## EXERCISE
Please read the passage on unschooling and state how long the parent has been homeschooling the 11-year-old son.
====== SOURCE PASSAGE ======
I know parents are eager to start "teaching" their children. (I've been there.) I'm sorry to tell you it just isn't necessary, especially at age four. Oh, sure, there's a large industry perpetuating itself on the idea that children need professionals to teach them how to survive in the big, bad world. Nonsense. Children need parents who follow more than they teach and know how to get out of their children's way so they can get on with the business of growing up.
It will happen fast enough. You don't want to spend those years doing lessons at the kitchen table.
"How do I help my 11-year-old regain his trust in himself? I've been homeschooling (unschooling) for almost a year now and my son is scared and doubtful, feeling like he's increasingly 'falling behind' his peers. He keeps waiting for me to 'teach' him things public-school style."
What is he asking you to do? Buy him some books, a curriculum? So get some already! Ask him how he wants to organize his learning with these materials and then help him do it. Does he want to make himself a daily schedule? Get him a school planner and show him how to do it. Explain that he's responsible for doing the work he's committed to doing, and you will be there to help as much as he likes. Sit down with him and go over the material he's working on with him. Have fun with it!
Obviously your son believes he will feel better if he has some "school" work to do. Unschooling doesn't mean he can't have those kinds of materials if he wants them. In fact, it means if that's the way he wants to learn, that's the way you should do it.
At 11, your son is old enough for you talk about how learning happens. You can point out to him how much he learns from his regular activities. If he's not convinced, just drop it. This is his education, remember? You won't be kicked out of the unschooling social club if you follow his lead and do some lessons at home.
Since he's been in school before, ask him to remember a typical school day. How much time did he actually spend with the teacher, one-on-one? How much time was spent on standing in line, announcements, saluting the flag, lunch, recess, discipline, changing subjects and anything else that isn't really considered "learning" in school? Show him how little actual learning goes on during some school days.
Frankly, it sounds like your son wants more of your time. Make sure you spend one-on-one time together reading aloud, watching videos, playing video games, doing fun science experiments, drawing, journaling, writing poetry, playing music, kicking a soccer ball around--whatever he likes to do that you can do with him. Get involved in his life and involve him in yours.
He will get his confidence back through his strong relationship with you, because he'll know the most important person in the world to him wants to spend time with him and likes learning with him. Unschooling doesn't mean leaving him to his own devices all day. It means not forcing school on your child. If your child is more comfortable doing "school" right now, then help him find a way to do it that works for both of you.
It was a big decision when you decided to homeschool. Big decisions often take time to bear fruit. You took him out of school for a reason, and it's a sure bet he wasn't thriving there for some time. Be patient. Hug him and tell he has lots of time, and, just like you, he needs to be patient with himself and the process.
====== SOURCE DATA ======
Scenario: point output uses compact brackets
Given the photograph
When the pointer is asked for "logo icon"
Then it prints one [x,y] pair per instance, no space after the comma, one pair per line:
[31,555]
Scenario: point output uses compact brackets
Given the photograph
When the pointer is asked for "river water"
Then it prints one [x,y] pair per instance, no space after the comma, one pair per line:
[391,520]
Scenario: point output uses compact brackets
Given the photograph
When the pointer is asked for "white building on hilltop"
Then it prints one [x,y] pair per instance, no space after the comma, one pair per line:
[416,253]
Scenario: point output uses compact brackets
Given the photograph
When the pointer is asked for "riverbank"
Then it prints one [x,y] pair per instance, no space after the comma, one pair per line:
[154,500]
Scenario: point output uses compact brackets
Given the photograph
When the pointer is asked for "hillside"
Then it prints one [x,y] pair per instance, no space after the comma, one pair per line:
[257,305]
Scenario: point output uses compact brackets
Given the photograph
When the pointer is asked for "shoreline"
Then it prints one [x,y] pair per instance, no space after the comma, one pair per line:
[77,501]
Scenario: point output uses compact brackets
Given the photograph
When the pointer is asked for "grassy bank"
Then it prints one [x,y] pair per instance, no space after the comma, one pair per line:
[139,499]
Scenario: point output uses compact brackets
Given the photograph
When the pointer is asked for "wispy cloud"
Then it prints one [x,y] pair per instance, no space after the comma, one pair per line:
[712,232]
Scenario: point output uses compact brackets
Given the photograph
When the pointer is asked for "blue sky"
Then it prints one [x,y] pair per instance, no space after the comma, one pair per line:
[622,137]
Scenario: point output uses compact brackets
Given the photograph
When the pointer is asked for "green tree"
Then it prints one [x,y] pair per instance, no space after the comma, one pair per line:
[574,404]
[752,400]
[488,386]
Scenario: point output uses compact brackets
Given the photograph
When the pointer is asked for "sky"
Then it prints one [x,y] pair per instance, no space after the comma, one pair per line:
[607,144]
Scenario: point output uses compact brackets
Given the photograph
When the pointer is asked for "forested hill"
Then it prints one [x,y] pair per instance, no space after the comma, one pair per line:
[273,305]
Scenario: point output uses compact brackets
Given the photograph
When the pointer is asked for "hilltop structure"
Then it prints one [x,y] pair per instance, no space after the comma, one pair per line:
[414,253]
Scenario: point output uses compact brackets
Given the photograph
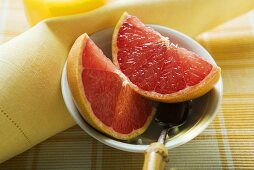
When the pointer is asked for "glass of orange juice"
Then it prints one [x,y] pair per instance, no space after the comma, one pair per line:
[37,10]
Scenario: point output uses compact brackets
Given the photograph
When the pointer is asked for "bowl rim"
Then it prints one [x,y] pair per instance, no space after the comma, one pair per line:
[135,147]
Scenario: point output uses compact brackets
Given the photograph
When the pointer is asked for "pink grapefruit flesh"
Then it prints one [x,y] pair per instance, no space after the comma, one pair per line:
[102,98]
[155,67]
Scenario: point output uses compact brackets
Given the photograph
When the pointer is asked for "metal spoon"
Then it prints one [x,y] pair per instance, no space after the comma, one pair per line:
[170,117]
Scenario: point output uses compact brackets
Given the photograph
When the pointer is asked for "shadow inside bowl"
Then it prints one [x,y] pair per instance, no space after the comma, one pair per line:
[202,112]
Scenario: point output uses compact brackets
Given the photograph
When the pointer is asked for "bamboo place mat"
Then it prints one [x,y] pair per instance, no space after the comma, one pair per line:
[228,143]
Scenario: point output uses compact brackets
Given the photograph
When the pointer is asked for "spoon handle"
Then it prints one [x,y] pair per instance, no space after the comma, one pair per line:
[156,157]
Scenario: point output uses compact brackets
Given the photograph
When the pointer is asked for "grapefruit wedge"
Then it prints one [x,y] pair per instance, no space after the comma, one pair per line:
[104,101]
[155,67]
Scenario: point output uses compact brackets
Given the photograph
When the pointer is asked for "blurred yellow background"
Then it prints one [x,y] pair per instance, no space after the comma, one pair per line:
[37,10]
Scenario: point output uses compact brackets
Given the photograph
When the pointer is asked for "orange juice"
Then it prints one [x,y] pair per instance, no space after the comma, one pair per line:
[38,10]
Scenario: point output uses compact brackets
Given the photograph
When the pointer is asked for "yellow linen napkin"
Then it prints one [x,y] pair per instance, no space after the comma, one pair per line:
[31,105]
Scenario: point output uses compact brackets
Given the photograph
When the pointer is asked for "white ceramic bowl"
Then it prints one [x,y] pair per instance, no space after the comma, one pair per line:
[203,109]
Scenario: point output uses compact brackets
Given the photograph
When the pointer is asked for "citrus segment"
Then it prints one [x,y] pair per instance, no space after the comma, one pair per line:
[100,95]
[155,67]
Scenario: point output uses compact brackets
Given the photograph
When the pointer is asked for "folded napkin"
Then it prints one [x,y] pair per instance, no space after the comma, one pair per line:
======
====== SOURCE DATA ======
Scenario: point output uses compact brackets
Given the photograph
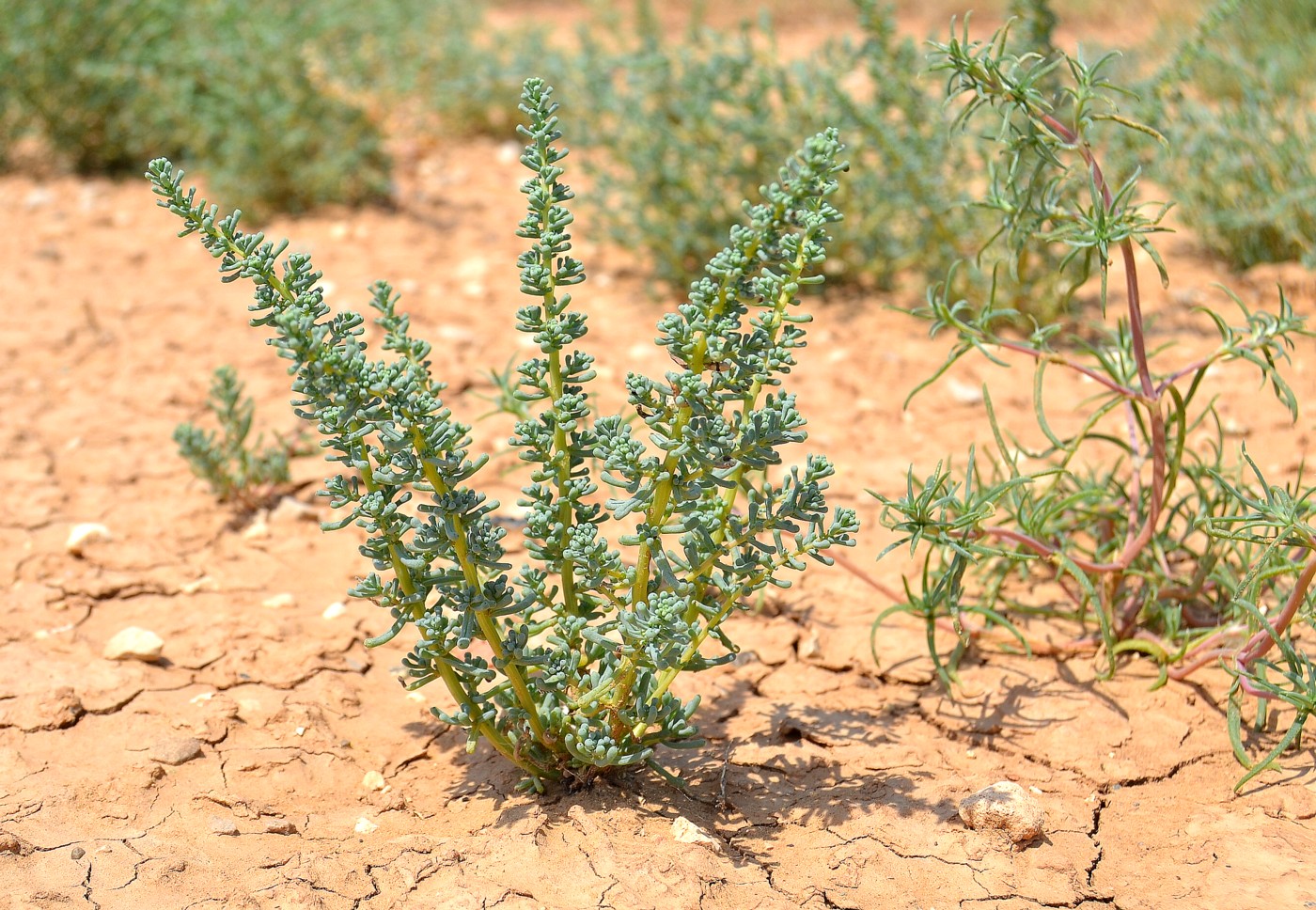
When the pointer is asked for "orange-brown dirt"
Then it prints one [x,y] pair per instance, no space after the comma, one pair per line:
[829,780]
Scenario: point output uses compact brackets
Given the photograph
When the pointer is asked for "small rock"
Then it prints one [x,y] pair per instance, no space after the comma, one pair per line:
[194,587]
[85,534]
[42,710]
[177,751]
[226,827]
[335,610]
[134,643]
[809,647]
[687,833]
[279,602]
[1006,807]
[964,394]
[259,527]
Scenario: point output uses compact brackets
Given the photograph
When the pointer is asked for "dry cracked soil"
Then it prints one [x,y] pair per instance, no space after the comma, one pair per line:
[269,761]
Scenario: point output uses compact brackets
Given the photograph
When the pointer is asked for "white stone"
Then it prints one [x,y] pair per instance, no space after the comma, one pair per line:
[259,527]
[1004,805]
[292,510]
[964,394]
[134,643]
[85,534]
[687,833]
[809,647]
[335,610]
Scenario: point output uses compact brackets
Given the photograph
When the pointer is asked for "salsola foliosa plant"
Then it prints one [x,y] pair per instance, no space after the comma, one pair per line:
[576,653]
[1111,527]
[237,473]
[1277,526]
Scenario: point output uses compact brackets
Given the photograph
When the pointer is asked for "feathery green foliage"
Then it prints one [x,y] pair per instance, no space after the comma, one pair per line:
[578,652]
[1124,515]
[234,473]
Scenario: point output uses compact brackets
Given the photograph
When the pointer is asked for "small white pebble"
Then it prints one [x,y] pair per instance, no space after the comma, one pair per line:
======
## ANSWER BOX
Almost a year.